>> begin Data entries

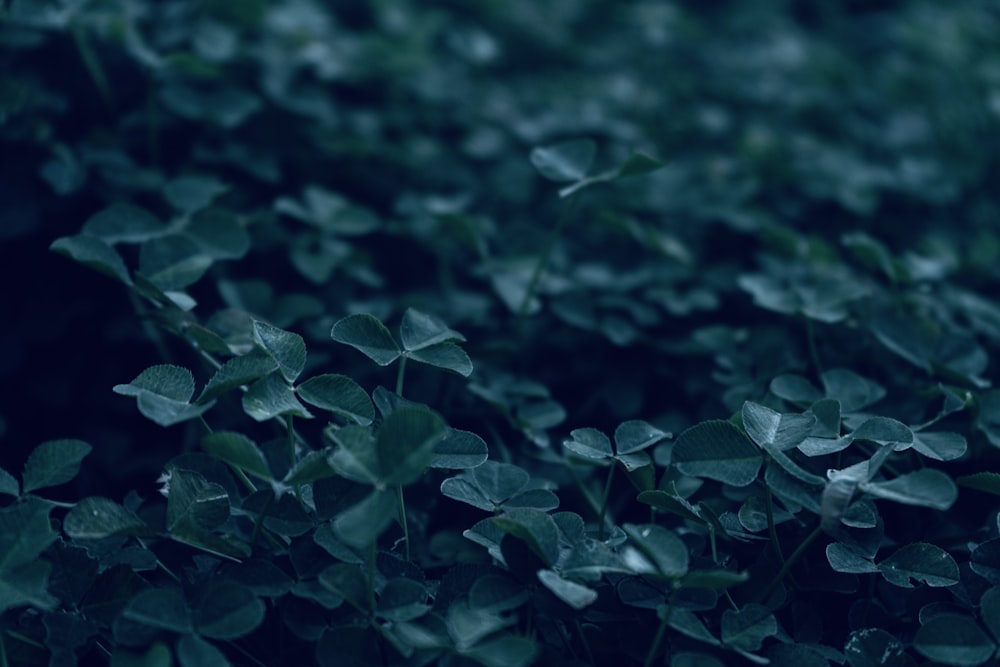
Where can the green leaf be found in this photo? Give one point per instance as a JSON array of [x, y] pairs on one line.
[[163, 394], [237, 372], [717, 450], [94, 253], [53, 463], [95, 518], [8, 484], [367, 334], [589, 443], [536, 528], [663, 548], [123, 223], [191, 193], [163, 608], [405, 443], [361, 525], [271, 396], [747, 628], [237, 450], [459, 450], [925, 488], [768, 427], [566, 161], [953, 639], [340, 395], [637, 164], [227, 610], [922, 562], [635, 435], [419, 331], [444, 355]]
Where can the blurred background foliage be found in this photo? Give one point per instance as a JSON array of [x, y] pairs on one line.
[[831, 176]]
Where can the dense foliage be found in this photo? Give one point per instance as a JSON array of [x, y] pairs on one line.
[[498, 333]]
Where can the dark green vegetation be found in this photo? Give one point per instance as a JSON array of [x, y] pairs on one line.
[[497, 333]]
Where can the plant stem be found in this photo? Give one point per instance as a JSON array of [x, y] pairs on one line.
[[787, 565], [604, 501], [400, 373], [660, 631], [401, 508], [543, 259]]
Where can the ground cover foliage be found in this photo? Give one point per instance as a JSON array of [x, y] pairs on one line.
[[501, 333]]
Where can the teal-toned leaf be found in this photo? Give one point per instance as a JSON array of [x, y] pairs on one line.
[[663, 547], [589, 443], [853, 391], [497, 593], [367, 334], [173, 262], [987, 482], [536, 528], [227, 610], [193, 503], [459, 450], [845, 558], [747, 628], [419, 331], [953, 639], [53, 463], [361, 524], [883, 430], [193, 651], [238, 451], [95, 518], [163, 393], [925, 488], [920, 561], [8, 484], [637, 164], [271, 396], [163, 608], [123, 223], [286, 348], [237, 372], [94, 253], [942, 446], [871, 647], [402, 600], [191, 193], [405, 443], [717, 450], [635, 435], [769, 427], [444, 355], [566, 161], [340, 395], [575, 595]]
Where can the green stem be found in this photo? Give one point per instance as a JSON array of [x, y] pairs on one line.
[[787, 565], [400, 374], [604, 501], [401, 509], [660, 631], [543, 259]]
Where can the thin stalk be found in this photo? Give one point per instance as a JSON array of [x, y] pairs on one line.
[[401, 509], [661, 631], [543, 259], [400, 374], [787, 565], [604, 501]]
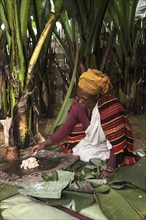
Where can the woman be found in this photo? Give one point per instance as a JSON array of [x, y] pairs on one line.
[[106, 132]]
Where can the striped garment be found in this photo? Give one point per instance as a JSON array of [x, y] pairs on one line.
[[116, 127]]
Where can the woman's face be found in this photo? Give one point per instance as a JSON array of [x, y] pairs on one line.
[[85, 100]]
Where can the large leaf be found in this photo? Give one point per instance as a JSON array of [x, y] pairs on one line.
[[134, 174]]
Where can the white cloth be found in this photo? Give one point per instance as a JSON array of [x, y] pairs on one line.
[[94, 144]]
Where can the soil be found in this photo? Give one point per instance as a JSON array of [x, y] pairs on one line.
[[138, 124]]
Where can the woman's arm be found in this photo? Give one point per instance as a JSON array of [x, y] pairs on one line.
[[75, 115]]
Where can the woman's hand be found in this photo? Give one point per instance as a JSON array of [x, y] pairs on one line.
[[41, 146], [36, 148]]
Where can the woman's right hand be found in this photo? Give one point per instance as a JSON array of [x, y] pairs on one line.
[[40, 146], [36, 148]]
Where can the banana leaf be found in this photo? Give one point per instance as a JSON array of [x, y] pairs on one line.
[[121, 205], [134, 174], [7, 191], [21, 207]]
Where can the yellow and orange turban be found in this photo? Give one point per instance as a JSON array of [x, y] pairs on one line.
[[95, 82]]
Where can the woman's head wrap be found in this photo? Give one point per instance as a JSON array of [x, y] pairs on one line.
[[95, 82]]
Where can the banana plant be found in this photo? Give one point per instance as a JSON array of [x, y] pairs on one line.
[[15, 16], [129, 37], [81, 44]]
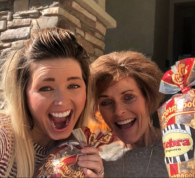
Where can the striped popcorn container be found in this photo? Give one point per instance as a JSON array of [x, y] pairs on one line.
[[177, 119]]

>> end Data entries

**Task statement**
Reproduce the listing above with every "this photo" replaced by "this image" and all other wording unchanged, and leave the pictures out.

**Exercise result**
Where can the green leaf be found in this image? Give one point per instance as a JSON array of [x, y] pairs on one line.
[[163, 394], [237, 372], [717, 450], [94, 253], [53, 463], [95, 518], [8, 484], [367, 334], [589, 443], [536, 528], [663, 548], [123, 223], [191, 193], [163, 608], [405, 443], [361, 525], [271, 396], [747, 628], [237, 450], [459, 450], [925, 488], [768, 427], [566, 161], [953, 639], [340, 395], [637, 164], [227, 610], [922, 562], [635, 435], [419, 331], [444, 355]]
Where can the blurred background foliage be found in this image? Give one point per instance as a JSON array of [x, y] pairs on one line.
[[831, 176]]
Where can the dense foliage be found in this image? Give one point per instance as a JSON array of [x, y] pairs on one line.
[[498, 333]]
Where can the dark green vegetation be found in this image? Give one point per instance as a JSON array of [x, y] pairs on one line.
[[497, 333]]
Where can the plant stem be found in this image? Give one point per instance as a JSON array of [x, y] pairs on one line.
[[787, 565], [604, 501], [400, 373], [660, 631], [401, 508], [543, 259]]
Where can the ground cover foliage be found in this image? Give one point per instance as a JSON array of [x, y] pairs on one line.
[[501, 333]]
Where can the teal-toned leaf be found in this image? Give one point per instance as a JSON array of [x, y] pairs on one line.
[[663, 547], [589, 443], [853, 391], [497, 593], [367, 334], [173, 262], [987, 482], [536, 528], [227, 610], [193, 503], [459, 450], [845, 558], [747, 628], [419, 331], [953, 639], [53, 463], [361, 524], [883, 430], [193, 651], [238, 451], [95, 518], [163, 393], [925, 488], [920, 561], [8, 484], [637, 164], [271, 396], [163, 608], [123, 223], [286, 348], [237, 372], [94, 253], [942, 446], [871, 647], [402, 600], [191, 193], [405, 443], [717, 450], [635, 435], [769, 427], [444, 355], [566, 161], [340, 395], [575, 595]]
Where can the green stem be found in this image? Give one point per instance as a JSON array of [x, y] pairs on one line.
[[787, 565], [400, 374], [604, 501], [401, 509], [660, 631], [543, 259]]
Where can the thin stalk be found in this image? Give one point per instance as a JSON array of [x, y] pairs on one line.
[[401, 509], [661, 631], [543, 259], [400, 374], [787, 565], [604, 501]]
Where can the woman be found in this image? Give one point per instance as a JSON array of [x, y] pairs on one line.
[[106, 132]]
Where can the striped garment be found in this image? Give one point per instance as a JSON array of [x, y] pairs on one line.
[[116, 127]]
Where can the woman's face be found in this image? Give one point per instance as a JSON array of [x, y] pairs on one line.
[[85, 100]]
Where can the large leaf be found in this image? Give one point per instance as a JSON array of [x, y] pairs on one line.
[[134, 174]]
Where can the white cloth be found in this image? Give one point per instance as a JSON array of [x, y] pairs on one line.
[[94, 144]]
Where can the soil be found in this image? Give one point per instance as a JSON array of [x, y] pairs on one line.
[[138, 124]]
Where can the woman's arm be found in this image? Give one point per instance as a JSON array of [x, y] pairs on one line.
[[75, 115]]
Where can the woman's hand be found in this image? Give one point per instance as a JSON array of [x, y] pairs on one line.
[[41, 146], [36, 148]]
Where can the woman's right hand be found in this image? Give one point per instance as a JSON array of [x, y] pairs on one line.
[[40, 146], [36, 148]]
Where can the banana leaf be found in this image? Give one point per instance as a JSON array of [x, y] pairs on one line.
[[121, 205], [134, 174], [7, 191], [21, 207]]
Where can the yellow and orange turban be found in this image? Give one point per instance as a JSON array of [x, y] pairs on one line.
[[95, 82]]
Where can the woman's head wrap be found in this image? Give one point per instance as a JSON array of [x, y] pairs on one line.
[[95, 82]]
Where can the banana plant be found in this image? Give one point per instance as a JSON array of [x, y] pairs on one line.
[[15, 16], [129, 37], [81, 44]]
Where can the striped popcorn container be found in this image? Give one point per instance as a JSON array of [x, y] pairs on one line.
[[177, 119]]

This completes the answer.